Suivant la proposition de Cosnier (1994, p. 14), on pourrait généraliser l’usage d’affect et d’éprouvé; ces termes auraient même l’avantage d’une certaine neutralité historique. Affect, éprouvé, ressenti, engagent moins dans une théorie des émotions types, et de ce fait sont plus ouverts sur une conception moins segmentée de la vie psychique. Mais on ne réforme pas l’usage.

Émotion, humeur [mood], tempérament, sentiment, passion sont définis en relation avec,trois dimensions: durée ; conscience ; source.

Émotions et affects sont à la base du vécu émotionnel. Les émotions sont conscientes ; elles se développent et se gèrent en relation avec une source qui peut être très précise. Les affects et les sensations (feelings) correspondent à des zones émotionnelles diffuses ; leur source est moins clairement élucidable que celle des émotions.

Tempérament et humeur (mood) définissent le niveau des dispositions. L’humeur (bon / mauvais poil) correspond à une orientation émotionnelle locale, moins consciente que l’émotion, dont elle forme le substrat ; la source de l’humeur peut être interne ou externe ; sa durée est plus longue que celle des (micro-)émotions.

» Données d'ancrage texte-région:
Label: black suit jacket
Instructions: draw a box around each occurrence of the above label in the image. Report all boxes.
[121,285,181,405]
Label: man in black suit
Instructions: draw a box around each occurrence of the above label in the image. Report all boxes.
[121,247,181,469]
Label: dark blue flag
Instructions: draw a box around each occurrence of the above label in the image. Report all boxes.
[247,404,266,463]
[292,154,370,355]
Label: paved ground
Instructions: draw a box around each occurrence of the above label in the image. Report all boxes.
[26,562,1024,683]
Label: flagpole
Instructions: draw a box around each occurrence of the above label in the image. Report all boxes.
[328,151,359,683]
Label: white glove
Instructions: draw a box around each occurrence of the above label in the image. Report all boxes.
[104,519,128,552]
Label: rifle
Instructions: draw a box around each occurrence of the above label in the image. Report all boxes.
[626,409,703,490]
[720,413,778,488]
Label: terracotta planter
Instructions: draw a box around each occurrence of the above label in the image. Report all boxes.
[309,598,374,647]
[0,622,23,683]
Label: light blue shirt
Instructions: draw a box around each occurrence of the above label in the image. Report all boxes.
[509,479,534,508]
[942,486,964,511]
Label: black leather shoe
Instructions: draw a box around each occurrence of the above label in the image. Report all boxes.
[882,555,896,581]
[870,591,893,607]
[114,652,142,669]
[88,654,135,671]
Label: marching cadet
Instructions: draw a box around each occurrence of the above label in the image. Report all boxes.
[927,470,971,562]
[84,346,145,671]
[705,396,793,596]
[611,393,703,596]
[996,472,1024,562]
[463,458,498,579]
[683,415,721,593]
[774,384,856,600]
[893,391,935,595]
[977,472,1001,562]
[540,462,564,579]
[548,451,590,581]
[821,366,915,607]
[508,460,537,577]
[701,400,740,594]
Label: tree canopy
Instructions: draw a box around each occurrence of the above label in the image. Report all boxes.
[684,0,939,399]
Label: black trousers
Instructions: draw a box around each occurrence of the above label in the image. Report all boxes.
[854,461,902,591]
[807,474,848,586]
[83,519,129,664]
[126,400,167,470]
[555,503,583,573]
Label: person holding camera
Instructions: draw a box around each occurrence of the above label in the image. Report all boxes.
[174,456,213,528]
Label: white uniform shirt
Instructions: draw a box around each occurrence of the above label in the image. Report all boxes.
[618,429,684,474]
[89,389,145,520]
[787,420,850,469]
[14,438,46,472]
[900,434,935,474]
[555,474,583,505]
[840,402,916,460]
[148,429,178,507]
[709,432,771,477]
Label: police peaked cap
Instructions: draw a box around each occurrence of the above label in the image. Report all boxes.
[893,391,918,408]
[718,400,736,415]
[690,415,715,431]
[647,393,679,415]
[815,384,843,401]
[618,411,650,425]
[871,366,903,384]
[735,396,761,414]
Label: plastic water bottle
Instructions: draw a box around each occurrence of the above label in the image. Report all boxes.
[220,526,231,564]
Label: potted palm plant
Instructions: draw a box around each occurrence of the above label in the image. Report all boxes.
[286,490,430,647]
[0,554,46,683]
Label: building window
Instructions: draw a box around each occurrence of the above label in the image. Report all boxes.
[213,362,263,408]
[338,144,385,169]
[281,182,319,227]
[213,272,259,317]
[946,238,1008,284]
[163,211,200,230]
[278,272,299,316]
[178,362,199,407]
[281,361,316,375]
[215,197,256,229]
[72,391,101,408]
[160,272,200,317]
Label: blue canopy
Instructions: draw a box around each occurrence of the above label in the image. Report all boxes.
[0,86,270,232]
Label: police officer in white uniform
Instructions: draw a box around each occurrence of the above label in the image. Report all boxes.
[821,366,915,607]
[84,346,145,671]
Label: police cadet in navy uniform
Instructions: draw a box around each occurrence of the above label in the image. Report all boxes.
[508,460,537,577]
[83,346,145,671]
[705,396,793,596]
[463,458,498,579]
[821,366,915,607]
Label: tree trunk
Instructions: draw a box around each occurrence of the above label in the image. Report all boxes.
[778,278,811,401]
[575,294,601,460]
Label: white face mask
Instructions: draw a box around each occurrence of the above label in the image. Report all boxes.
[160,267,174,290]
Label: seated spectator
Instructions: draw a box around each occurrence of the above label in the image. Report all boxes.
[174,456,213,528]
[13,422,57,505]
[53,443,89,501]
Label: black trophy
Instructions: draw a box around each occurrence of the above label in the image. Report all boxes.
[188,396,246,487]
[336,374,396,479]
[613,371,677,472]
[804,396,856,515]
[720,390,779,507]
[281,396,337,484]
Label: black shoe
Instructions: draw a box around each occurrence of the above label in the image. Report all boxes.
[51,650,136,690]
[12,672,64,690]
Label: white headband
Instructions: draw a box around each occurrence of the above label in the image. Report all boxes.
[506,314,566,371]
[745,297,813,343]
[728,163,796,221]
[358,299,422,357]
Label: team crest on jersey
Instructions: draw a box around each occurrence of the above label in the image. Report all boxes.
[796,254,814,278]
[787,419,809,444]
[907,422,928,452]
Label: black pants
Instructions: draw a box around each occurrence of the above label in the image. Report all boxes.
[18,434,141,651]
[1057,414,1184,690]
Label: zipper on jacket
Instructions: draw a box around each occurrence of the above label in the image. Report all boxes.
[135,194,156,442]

» VOTRE OBJECTIF:
Dans le passage sur les émotions et les affects, relevez tous les termes qui sont définis en relation avec trois dimensions. Ce matériel ne joue aucun rôle ici.

» RÉPONSE ATTENDUE:
Émotion, humeur, tempérament, sentiment, passion